> _TO DO_: Continue the text about characterizing the first Tor group, starting right after its final sentence.

> _SOURCE_:
How to generally characterize $\operatorname{Tor}_1$?

Question

There's this well known characterization of the first $\operatorname{Ext}$ group of two objects in a abelian category:

There is an isomorphism between $\operatorname{Ext}^1(B,A)$ and the group of equivalence classes of short exact sequences of the form $A \hookrightarrow \_\_ \twoheadrightarrow B$. If $A$ and $B$ are abelian groups, these are called the group extensions of $B$ by $A$.

For $\operatorname{Tor}_1$ I've seen a similar result for an $R$-module $M$,

$$\operatorname{Tor}_1(R/(r), M) \cong \{m \in M \mid rm = 0\} \,.$$

But this isomorphism is pretty particular compared to that characterization of $\operatorname{Ext}^1$. Can we say something about $\operatorname{Tor}_1$ that's more general and crisp like the corresponding statement about $\operatorname{Ext}^1$? Something about $\operatorname{Tor}_1(B,A)$ for $A$ and $B$ in any abelian tensor category perhaps? Or just anything more general than the above statement in $R$-mod? Looking at the page for this question here, I'm hoping that there actually is something nice to say since we're looking just at $\operatorname{Tor}_1$ instead of looking at $\operatorname{Tor}_n$ in general.

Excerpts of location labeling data
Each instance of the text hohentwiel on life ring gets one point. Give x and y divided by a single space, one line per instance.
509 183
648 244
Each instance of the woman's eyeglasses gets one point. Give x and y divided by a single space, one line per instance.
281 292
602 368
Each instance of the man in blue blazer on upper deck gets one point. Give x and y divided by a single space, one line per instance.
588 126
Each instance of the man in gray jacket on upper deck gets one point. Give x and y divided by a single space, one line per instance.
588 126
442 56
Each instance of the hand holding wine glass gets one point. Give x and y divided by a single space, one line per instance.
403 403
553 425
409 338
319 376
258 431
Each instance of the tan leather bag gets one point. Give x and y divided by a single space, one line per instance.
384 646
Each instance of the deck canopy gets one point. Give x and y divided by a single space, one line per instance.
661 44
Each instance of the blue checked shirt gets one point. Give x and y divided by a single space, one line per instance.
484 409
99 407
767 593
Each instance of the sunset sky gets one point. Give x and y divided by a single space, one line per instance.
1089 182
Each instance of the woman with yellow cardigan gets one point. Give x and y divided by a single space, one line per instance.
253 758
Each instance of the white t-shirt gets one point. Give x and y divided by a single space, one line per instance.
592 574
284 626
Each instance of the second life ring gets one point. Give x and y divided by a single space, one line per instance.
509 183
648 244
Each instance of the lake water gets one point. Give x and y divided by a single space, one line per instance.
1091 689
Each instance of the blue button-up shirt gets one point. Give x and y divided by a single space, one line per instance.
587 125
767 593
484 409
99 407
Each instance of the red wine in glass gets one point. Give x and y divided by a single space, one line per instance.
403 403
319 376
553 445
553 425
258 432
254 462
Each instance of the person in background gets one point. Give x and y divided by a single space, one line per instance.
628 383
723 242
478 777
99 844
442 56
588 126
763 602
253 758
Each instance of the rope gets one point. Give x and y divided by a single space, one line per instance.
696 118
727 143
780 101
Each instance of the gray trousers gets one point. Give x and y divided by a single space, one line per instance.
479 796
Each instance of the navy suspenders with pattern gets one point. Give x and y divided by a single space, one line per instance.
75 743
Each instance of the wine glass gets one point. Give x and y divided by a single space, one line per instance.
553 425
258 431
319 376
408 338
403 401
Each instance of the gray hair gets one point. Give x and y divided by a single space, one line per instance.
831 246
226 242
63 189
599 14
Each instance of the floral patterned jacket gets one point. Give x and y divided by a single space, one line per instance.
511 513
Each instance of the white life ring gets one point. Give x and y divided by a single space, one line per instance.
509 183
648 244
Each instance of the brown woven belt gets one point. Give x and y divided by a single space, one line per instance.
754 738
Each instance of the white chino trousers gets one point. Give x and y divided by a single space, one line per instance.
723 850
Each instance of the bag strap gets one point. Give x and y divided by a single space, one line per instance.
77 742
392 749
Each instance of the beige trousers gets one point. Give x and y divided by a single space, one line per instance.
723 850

> _EXERCISE RESPONSE_:
Answer 1

I don't think there's much hope for such a characterization. An important difference between Ext and Tor is that Ext makes sense in any abelian category, but Tor requires more structure to make sense, namely a bilinear tensor product. A more highbrow difference is that Ext involves maps in the derived category and so is related to representable functors in a derived sense while Tor is not.

Answer 2

In the case of abelian groups, $\operatorname{Tor}_1$ is the torsion product, presented by generators and relations in a similar fashion to the tensor product.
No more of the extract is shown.